**PROBLEM REQUIREMENTS:** Beginning with the first line, please repeat the entries exactly and end on the line that contains "the white sock.".

Extracted data entries:
········
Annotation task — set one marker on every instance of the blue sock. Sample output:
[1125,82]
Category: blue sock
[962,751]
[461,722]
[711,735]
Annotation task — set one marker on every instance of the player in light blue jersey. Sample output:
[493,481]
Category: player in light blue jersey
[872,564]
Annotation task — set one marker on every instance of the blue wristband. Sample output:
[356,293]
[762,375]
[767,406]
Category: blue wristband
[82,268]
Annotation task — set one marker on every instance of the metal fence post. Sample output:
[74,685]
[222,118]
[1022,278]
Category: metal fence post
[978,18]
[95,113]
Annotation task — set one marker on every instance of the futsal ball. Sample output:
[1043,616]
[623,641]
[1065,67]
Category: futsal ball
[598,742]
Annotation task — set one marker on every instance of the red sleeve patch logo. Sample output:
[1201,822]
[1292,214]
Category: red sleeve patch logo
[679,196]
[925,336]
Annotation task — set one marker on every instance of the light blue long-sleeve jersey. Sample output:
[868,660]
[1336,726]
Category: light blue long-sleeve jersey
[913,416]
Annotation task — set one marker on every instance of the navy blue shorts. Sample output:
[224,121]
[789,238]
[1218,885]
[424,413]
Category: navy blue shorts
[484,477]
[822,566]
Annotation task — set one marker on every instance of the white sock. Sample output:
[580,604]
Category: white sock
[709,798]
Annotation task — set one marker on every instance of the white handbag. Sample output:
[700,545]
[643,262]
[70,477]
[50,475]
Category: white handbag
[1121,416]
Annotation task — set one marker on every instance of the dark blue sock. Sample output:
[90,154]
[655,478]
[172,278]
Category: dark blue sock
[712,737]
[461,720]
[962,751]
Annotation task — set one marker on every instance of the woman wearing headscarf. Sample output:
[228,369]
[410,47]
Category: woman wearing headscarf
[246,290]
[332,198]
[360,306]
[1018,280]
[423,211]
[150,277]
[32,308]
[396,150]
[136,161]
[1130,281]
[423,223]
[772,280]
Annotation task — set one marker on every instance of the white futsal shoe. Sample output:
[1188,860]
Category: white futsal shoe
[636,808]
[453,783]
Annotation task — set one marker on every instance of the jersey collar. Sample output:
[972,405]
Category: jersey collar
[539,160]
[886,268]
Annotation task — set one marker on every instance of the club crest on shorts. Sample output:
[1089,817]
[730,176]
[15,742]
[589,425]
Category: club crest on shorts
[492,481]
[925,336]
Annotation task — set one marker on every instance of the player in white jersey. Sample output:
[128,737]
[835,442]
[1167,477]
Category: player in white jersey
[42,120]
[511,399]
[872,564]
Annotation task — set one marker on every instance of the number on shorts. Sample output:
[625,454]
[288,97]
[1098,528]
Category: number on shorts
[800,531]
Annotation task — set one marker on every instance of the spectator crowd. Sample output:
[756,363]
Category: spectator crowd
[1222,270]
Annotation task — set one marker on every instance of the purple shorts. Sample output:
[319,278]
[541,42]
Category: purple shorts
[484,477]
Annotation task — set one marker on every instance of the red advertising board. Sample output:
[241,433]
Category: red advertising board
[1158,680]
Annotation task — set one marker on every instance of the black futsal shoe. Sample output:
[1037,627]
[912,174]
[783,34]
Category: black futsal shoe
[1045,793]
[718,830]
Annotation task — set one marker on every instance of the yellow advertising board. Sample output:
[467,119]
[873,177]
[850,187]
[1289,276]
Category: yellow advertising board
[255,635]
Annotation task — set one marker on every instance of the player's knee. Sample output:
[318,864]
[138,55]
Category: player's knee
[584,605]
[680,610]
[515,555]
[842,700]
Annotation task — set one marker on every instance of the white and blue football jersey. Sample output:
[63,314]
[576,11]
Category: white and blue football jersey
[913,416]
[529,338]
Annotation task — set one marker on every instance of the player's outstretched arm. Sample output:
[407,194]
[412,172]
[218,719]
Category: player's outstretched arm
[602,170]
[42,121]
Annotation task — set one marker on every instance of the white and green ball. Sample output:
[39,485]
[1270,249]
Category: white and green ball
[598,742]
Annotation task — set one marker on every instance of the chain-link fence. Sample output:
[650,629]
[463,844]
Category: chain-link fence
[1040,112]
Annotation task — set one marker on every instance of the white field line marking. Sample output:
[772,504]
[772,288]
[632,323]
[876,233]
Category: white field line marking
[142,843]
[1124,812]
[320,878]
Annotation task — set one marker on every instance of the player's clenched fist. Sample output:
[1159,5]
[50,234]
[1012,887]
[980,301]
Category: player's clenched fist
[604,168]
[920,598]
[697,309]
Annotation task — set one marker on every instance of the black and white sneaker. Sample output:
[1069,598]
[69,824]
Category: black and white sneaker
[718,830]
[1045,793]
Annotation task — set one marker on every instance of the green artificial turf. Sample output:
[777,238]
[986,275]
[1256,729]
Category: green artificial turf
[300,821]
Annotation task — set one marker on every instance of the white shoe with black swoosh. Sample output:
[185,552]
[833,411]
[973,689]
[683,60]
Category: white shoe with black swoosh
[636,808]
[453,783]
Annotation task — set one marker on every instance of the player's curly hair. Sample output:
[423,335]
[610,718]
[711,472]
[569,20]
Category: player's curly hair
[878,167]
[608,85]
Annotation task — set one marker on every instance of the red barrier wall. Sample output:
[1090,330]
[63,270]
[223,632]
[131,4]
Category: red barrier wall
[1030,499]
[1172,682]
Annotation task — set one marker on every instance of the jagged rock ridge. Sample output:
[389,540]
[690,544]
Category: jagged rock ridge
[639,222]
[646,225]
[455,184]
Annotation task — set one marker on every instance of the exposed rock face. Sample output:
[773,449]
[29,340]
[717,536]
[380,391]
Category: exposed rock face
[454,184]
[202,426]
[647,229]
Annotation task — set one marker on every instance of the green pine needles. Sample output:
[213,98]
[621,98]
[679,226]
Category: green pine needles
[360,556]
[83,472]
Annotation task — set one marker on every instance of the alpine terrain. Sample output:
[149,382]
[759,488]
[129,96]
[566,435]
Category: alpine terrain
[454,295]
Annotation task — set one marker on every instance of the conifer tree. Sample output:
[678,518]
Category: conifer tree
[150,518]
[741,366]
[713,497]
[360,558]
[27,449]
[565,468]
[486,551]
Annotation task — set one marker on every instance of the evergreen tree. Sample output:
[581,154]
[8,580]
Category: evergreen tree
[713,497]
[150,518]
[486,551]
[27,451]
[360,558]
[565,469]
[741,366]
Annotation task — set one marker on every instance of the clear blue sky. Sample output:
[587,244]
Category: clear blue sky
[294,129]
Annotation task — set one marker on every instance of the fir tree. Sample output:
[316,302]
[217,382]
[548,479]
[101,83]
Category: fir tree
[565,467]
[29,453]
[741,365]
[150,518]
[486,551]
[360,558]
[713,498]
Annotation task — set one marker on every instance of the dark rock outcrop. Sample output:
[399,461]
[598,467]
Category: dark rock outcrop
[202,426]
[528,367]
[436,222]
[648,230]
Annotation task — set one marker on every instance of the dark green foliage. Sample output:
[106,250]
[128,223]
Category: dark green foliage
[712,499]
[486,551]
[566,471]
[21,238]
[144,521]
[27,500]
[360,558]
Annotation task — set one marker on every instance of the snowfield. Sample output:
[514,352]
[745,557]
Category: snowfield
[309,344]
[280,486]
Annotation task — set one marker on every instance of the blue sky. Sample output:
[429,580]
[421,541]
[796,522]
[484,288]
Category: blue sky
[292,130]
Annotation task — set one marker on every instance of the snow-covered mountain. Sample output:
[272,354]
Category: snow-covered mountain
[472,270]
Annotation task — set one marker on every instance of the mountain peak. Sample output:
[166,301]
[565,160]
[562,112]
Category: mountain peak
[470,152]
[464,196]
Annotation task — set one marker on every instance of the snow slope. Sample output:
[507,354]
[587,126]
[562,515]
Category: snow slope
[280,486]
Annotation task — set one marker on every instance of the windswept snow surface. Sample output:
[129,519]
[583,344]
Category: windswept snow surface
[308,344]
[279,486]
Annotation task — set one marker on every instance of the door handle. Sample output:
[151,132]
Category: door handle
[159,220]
········
**TASK OUTPUT:**
Annotation task — set one marker on every instance of the blue sock. Sample output:
[1125,82]
Category: blue sock
[962,751]
[461,722]
[711,735]
Annotation task — set one marker on every instance of the player in light blue jersey. Sample output:
[493,481]
Category: player in light blue jersey
[872,564]
Annotation task — set one marker on every instance of the blue wristband. Sample output:
[356,293]
[762,375]
[767,406]
Category: blue wristband
[82,268]
Annotation task — set one marker on every instance of the metal fence post. Sample output:
[74,685]
[222,118]
[1022,278]
Category: metal fence post
[978,18]
[95,113]
Annotation task — set one marker on every instance of the futsal ball. Sample output:
[1043,616]
[623,641]
[1065,67]
Category: futsal ball
[598,742]
Annotation task — set one marker on every instance of the red sleeve patch logo. Sample output:
[1201,822]
[1292,214]
Category: red sleeve patch logo
[679,196]
[925,336]
Annotation task — set one marker on every instance of the light blue long-sleeve jersey. Sample output:
[868,660]
[1336,726]
Category: light blue long-sleeve jersey
[913,416]
Annotation task — set one marker on every instance of the navy blue shorts. Sample output:
[224,121]
[789,238]
[1218,885]
[424,413]
Category: navy blue shorts
[484,477]
[822,566]
Annotation task — set one marker on every instance of the white sock. Sample output:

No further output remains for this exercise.